#### [Work to complete]
Could you copy out, word for word, everything in the listing from the line containing "fence, it would be much appreciated." down to the line containing "[[[256,53],[254,41],[119,42],[102,44],[102,53]]]", with both of those lines included?

#### [Data for this exercise]
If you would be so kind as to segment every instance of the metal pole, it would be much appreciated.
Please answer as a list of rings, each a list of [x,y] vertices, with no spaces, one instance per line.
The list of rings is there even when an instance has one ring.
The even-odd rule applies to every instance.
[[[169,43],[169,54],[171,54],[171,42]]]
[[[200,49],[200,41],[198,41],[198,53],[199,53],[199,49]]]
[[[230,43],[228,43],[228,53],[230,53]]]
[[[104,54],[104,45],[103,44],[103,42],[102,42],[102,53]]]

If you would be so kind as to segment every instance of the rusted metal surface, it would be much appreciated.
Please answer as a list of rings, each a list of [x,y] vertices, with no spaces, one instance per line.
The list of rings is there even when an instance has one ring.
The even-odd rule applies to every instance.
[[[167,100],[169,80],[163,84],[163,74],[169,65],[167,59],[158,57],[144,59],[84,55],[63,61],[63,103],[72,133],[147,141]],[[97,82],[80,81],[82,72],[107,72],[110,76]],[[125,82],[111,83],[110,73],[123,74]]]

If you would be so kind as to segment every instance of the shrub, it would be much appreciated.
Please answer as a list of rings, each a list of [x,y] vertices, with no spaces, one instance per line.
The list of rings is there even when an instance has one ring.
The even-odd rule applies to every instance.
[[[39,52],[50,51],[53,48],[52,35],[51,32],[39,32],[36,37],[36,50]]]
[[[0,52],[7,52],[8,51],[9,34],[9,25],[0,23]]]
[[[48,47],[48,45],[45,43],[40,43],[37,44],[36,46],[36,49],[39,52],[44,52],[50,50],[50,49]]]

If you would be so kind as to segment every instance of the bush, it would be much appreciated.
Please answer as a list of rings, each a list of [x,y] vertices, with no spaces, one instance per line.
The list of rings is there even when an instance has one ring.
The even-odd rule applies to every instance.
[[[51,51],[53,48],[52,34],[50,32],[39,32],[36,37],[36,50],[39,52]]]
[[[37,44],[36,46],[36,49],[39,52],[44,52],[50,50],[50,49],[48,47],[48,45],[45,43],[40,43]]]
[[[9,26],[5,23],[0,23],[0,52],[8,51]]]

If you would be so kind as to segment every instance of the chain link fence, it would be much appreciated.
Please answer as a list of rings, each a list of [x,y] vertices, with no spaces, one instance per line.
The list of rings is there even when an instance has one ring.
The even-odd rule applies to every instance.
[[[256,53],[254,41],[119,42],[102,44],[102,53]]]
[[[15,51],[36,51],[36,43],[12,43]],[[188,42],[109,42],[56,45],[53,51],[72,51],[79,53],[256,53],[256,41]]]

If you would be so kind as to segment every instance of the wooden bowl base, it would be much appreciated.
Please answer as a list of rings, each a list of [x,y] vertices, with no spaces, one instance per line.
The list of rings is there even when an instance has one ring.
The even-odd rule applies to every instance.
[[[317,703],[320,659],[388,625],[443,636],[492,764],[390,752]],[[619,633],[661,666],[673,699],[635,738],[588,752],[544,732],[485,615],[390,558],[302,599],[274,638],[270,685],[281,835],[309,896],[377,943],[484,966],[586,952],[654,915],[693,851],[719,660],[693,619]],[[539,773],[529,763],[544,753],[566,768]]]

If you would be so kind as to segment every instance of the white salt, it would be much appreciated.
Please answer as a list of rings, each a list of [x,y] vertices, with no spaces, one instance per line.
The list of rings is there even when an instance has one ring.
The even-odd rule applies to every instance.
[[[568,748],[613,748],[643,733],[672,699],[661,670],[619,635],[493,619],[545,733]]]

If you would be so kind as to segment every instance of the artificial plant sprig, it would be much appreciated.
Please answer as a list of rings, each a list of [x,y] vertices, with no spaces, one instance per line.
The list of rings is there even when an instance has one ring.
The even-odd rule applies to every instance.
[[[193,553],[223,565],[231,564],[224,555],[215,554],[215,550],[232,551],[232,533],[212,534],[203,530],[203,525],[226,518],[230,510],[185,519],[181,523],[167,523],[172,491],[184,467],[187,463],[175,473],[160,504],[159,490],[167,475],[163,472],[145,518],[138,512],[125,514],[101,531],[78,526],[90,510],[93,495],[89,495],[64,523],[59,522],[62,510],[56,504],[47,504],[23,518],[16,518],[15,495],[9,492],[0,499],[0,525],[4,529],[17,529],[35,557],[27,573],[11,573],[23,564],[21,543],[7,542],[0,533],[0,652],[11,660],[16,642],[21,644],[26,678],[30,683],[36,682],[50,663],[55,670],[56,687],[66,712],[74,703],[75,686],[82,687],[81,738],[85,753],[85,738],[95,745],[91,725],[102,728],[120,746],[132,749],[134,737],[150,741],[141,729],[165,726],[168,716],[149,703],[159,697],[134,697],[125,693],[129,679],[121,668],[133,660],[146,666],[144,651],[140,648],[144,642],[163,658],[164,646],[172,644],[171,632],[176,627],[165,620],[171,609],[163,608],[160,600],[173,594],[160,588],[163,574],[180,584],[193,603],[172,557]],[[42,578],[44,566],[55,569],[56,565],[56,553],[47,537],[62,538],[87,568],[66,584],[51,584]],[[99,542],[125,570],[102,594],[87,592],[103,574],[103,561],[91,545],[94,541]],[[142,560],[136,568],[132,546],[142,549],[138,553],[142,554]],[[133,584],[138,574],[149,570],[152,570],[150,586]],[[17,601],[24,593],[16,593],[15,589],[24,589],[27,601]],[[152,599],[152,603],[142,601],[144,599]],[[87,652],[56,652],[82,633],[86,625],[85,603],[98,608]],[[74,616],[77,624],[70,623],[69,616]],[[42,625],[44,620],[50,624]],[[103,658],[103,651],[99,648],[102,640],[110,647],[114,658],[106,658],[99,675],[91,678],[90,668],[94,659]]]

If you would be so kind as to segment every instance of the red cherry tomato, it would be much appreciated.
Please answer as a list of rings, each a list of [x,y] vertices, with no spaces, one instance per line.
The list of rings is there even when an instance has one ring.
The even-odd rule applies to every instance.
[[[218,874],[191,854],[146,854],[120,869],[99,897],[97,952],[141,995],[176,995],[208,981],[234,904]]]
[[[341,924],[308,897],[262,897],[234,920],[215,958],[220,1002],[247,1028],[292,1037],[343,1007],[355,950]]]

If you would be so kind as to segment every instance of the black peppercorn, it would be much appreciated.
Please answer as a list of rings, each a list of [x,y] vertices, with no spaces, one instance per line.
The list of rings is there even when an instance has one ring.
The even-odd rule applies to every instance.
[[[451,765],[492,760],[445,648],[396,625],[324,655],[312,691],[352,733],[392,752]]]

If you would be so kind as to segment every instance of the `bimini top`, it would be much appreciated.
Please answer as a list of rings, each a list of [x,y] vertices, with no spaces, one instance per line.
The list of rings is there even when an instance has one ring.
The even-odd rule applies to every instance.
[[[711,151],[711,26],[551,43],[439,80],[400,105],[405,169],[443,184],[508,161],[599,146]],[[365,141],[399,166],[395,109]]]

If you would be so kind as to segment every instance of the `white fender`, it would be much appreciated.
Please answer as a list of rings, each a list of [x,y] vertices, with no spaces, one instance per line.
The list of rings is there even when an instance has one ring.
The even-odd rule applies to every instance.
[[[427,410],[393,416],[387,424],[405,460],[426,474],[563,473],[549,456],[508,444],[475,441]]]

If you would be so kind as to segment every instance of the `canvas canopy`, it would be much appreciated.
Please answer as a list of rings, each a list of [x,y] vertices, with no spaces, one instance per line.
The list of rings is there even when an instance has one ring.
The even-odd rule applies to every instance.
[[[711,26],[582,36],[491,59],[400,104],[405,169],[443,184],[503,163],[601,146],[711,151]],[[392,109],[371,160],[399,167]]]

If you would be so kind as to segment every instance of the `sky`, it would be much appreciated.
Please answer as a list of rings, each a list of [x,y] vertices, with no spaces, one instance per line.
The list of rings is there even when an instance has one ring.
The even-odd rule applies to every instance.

#### [Full solution]
If you would be so kind as to segment every instance of the chain link fence, it would be much appreciated.
Please answer as a list of rings, each a list of [x,y] vertices, with no spaces, one instance per line.
The list of rings is there even when an instance has one ring.
The even-odd rule applies to every instance.
[[[256,53],[254,41],[119,42],[102,44],[102,53]]]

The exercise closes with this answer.